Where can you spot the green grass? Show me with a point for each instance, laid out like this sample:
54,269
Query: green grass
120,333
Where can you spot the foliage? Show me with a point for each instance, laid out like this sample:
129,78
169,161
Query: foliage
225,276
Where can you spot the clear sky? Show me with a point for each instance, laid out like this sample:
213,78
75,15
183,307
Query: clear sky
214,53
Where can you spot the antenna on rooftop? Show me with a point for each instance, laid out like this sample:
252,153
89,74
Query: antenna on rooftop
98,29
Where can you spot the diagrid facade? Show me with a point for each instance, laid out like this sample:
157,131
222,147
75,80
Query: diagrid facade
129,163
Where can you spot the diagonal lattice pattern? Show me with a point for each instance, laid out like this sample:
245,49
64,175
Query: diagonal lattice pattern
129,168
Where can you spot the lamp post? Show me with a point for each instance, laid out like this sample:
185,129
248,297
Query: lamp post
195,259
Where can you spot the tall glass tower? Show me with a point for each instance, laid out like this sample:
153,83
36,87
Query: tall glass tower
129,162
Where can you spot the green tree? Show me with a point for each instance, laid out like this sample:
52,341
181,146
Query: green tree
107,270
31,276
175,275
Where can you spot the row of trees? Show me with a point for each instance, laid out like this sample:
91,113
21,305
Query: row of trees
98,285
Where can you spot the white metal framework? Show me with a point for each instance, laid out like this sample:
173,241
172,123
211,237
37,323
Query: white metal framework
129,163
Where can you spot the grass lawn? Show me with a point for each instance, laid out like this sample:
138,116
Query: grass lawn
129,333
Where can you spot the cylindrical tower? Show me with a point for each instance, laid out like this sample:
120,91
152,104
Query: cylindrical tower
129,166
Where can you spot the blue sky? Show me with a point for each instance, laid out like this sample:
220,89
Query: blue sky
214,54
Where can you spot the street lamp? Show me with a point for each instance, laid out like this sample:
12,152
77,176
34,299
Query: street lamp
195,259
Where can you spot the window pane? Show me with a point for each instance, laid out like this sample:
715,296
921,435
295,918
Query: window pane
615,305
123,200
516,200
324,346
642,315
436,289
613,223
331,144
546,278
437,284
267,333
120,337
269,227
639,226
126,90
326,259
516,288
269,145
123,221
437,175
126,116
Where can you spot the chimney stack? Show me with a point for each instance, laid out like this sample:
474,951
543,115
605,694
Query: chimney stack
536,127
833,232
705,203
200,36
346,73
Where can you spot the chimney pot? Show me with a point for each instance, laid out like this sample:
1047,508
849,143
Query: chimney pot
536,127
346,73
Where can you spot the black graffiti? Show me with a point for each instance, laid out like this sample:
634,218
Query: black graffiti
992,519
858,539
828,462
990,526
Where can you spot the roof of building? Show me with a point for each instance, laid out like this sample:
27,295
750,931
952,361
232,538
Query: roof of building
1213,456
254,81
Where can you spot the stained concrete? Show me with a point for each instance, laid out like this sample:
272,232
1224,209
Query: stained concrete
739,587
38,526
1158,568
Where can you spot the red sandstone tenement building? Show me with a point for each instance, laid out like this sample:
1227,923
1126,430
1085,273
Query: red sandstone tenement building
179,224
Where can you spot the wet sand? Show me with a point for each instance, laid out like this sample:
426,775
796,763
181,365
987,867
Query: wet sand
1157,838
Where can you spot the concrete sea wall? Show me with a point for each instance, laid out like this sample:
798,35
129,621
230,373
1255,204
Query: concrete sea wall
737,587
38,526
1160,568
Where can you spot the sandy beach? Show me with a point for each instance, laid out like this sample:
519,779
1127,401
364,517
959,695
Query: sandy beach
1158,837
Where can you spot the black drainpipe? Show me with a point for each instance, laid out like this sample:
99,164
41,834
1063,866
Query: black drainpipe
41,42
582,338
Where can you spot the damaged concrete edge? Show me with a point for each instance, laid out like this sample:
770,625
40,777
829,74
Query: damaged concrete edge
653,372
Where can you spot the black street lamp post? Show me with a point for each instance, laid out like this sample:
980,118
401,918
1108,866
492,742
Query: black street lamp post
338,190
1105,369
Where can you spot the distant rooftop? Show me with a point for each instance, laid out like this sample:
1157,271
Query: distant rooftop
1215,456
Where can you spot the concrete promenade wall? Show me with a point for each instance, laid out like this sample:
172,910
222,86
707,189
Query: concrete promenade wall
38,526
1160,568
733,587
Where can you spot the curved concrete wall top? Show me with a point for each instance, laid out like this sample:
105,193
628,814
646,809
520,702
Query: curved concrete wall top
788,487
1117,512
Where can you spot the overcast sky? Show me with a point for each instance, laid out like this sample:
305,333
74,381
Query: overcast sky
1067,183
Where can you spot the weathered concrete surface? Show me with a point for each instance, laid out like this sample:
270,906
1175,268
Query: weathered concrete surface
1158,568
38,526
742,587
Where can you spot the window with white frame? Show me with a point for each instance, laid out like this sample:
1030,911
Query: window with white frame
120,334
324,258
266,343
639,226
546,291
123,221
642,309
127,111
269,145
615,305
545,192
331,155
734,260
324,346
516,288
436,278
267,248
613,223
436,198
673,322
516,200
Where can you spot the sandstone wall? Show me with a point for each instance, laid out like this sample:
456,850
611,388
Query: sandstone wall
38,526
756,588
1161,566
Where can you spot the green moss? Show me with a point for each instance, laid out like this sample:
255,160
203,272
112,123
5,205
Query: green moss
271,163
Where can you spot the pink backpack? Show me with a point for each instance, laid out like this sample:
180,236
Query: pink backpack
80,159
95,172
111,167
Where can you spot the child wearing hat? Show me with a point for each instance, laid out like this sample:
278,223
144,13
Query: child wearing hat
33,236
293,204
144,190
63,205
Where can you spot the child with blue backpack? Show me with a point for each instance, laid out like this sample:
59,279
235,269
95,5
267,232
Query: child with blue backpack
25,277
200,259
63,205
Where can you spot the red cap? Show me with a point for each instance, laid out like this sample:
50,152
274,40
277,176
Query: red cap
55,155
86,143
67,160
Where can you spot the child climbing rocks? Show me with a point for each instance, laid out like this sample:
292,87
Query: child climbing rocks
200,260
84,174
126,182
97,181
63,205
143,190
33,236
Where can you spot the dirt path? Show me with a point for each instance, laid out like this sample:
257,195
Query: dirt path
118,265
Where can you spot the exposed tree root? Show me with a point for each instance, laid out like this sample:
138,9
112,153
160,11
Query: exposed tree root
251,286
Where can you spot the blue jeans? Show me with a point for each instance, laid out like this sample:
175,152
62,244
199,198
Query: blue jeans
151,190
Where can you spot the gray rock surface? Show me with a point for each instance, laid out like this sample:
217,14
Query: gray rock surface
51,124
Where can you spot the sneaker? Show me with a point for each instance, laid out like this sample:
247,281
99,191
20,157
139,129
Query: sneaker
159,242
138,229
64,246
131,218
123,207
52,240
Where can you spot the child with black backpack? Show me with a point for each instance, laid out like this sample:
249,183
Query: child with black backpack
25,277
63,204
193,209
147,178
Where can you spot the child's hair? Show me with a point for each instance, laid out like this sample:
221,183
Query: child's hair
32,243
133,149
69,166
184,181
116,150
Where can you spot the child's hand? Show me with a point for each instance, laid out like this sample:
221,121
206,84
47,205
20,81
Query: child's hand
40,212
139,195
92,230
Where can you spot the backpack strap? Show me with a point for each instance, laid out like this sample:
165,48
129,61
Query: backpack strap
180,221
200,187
* * * *
Please set down all the data word for word.

Where can you spot the green grass? Show me with a point for each instance, laid out like this sample:
54,269
Query: green grass
120,333
Where can you spot the foliage? Show me with a point for each instance, laid out like this sample:
129,78
169,161
Query: foliage
225,276
Where can you spot the clear sky? Show me with a point for each instance, laid out like this sample:
213,78
75,15
183,307
Query: clear sky
214,53
Where can you spot the antenna on rooftop? Show me with a point for each instance, laid out like this sample:
252,153
89,74
Query: antenna on rooftop
98,29
Where can you spot the diagrid facade? Show me with a point for each instance, laid out like this sample:
157,131
222,147
75,80
Query: diagrid facade
129,163
Where can you spot the diagonal lattice pattern? Show me with a point for each instance, laid out like this sample:
245,49
64,175
Query: diagonal lattice pattern
129,168
Where can you spot the lamp post? Show me with a point for each instance, laid out like this sample:
185,129
248,297
Query: lamp post
195,259
Where can you spot the tall glass tower? Show me with a point for each instance, laid out like this sample:
153,83
36,87
Query: tall glass tower
129,162
Where can you spot the green tree? Show me with a point for each instance, laid out like this sample:
52,341
181,146
Query: green tree
107,270
31,276
175,275
Where can you spot the row of trees? Show me with a point for each instance, laid out like this sample:
91,113
21,305
Query: row of trees
98,285
Where can you spot the white metal framework? Show me with a point for each instance, laid out like this sample:
173,241
172,123
211,237
37,323
Query: white metal framework
129,163
Where can you spot the grass lawn? Show me with a point for each instance, laid out like this sample:
138,116
Query: grass lawn
129,333
Where can you spot the cylindrical tower? Show me with a point for each instance, laid out like this sample:
120,91
152,104
Query: cylindrical tower
129,166
Where can you spot the blue sky? Show me with a point for each instance, laid out like this sample:
220,89
Query: blue sky
214,54
Where can you spot the street lamp? Show me with a point for each instance, laid out like this sample:
12,152
77,176
34,299
Query: street lamp
195,259
Where can you spot the window pane? Show me with a point for each instance, laid out like this sample:
715,296
921,435
295,918
Query: window pane
615,305
123,200
516,200
324,346
642,315
436,289
613,223
331,144
546,278
437,284
267,333
120,337
269,227
639,226
126,90
326,259
516,288
269,145
123,221
437,175
126,116
Where can you spot the chimney stack? Show me with a point for each instance, laid out like this sample:
474,951
543,115
605,694
Query: chimney stack
536,127
833,232
705,203
200,36
346,73
Where can you spot the chimney pot? Show me with a point for each instance, laid out like this sample:
1047,508
849,143
Query: chimney pot
536,127
346,73
Where can you spot the black graffiti? Show me with a point for each instance, laid out like this sample:
634,218
Query: black graffiti
992,519
858,539
828,462
990,526
Where can you spot the roof of building? Show me with a point for each instance, laid out like this sample:
27,295
750,931
952,361
232,538
Query: roof of building
1213,456
254,81
Where can you spot the stained concrete? Show me with a point for each instance, laid out like this sample:
272,232
1224,209
Query: stained concrete
739,587
38,526
1158,568
Where can you spot the red sandstone tenement building? Show me with a point for each instance, laid out like this sample:
1227,923
1126,430
1085,273
Query: red sandstone tenement building
179,224
Where can you spot the wet sand? Show me with a point for each instance, laid out like this sample:
426,775
796,763
181,365
987,867
Query: wet sand
1157,838
Where can you spot the concrete sea wall? Show me with a point for each instance, laid out like this sample:
798,35
129,621
230,373
1255,204
Query: concrete sea wall
737,587
38,526
1160,568
Where can you spot the sandy beach? Show me with a point for each instance, laid out like this sample:
519,779
1127,401
364,517
959,695
Query: sandy beach
1158,837
Where can you spot the black drainpipe? Show me with a point for each instance, laid out like this sample:
99,164
41,834
1063,866
Query: black drainpipe
41,42
582,338
Where can you spot the damaged concrete edge? Show me with a point for each instance, laid out like this sample:
770,625
40,777
829,74
Query: damaged concrete edge
653,372
Where can you spot the black street lamp post? Show me with a point for each instance, laid out like this sample:
980,118
401,918
1108,866
492,742
Query: black street lamp post
338,190
1105,369
Where can you spot the distant rooftop? Show me with a point for each instance, laid out like this sample:
1157,271
Query: distant rooftop
1215,456
Where can you spot the concrete promenade wall? Show me with a point for each instance, laid out like this sample:
172,910
222,86
707,189
Query: concrete promenade wall
38,526
1160,568
733,587
Where can you spot the curved concrete wall top? Show me with a point for each instance, laid out like this sample:
105,193
628,814
646,809
520,702
Query: curved concrete wall top
788,487
1117,512
Where can you spot the overcast sky? Show me with a point for each instance, laid out like this sample:
305,333
74,381
Query: overcast sky
1067,183
Where can you spot the weathered concrete surface? Show me with a point for each instance, laid out like this sample:
270,906
1175,268
Query: weathered concrete surface
1158,568
38,526
742,587
Where can you spot the window with white frame? Show me with a point for each instance, laid out like this sample:
1030,911
Query: window with white frame
120,334
324,258
266,343
639,226
546,291
123,221
642,309
127,111
269,145
615,305
545,192
331,155
734,260
324,346
516,288
436,278
267,248
613,223
436,198
673,322
516,200
Where can you spot the sandstone wall? Show me with a point for each instance, laid out like this sample:
456,850
611,388
Query: sandstone wall
38,526
756,588
1161,566
Where can you spot the green moss? Show me with a point for each instance, laid out like this sample:
255,160
203,272
112,123
5,205
Query: green moss
271,163
Where can you spot the pink backpack? Show me with a point for each instance, laid out like this sample:
180,236
Query: pink backpack
80,159
95,172
111,167
Where can you spot the child wearing hat? Show me with a point for each instance, laid out like this sample:
278,223
144,13
Query: child wearing hat
33,236
293,204
144,190
63,205
Where can you spot the child with blue backpack? Show me with a point for each instance, laid out like this sample:
59,279
235,269
95,5
267,232
Query: child with blue backpack
25,277
200,259
63,205
Where can you spot the red cap? Show me with a point for each instance, laid out like this sample:
50,152
274,40
277,176
Query: red cap
55,155
86,143
67,160
Where can you spot the child climbing rocks? Show me with a point for each instance, laid out like this sample:
292,87
Query: child climbing rocks
200,260
84,174
126,182
97,181
63,205
143,190
33,236
Where can you spot the dirt path? Show me with a point for each instance, laid out like this sample:
257,195
Query: dirt path
118,265
Where can you spot the exposed tree root? Show me with a point for each instance, laid out like this sample:
138,9
112,153
160,11
Query: exposed tree root
251,286
Where can you spot the blue jeans? Show me with a point for each instance, laid out like this sample:
175,152
62,244
199,198
Query: blue jeans
151,190
Where can you spot the gray rock surface? Show me with a point for each instance, laid out like this sample:
217,14
Query: gray rock surface
51,124
Where can you spot the sneaker? Show me with a point for each instance, laid out like this sample:
247,281
99,191
20,157
139,129
Query: sneaker
159,242
138,229
64,246
131,218
123,207
52,240
Where can you spot the child with black backpack? Show me with a point for each instance, laid out like this sample:
249,183
Query: child with black backpack
25,277
63,204
193,209
147,178
Where can you spot the child's hair? Show me with a point for each instance, laid out like this sample:
221,183
Query: child's hair
32,243
133,149
69,166
184,181
116,150
Where can you spot the child's hand? Show me with a point for each instance, laid out like this sample:
221,121
206,84
47,205
20,81
Query: child's hand
40,212
139,195
92,230
Where can you spot the backpack strap? Show me with a point for each instance, laid out like this sample:
165,48
129,61
Query: backpack strap
180,221
200,187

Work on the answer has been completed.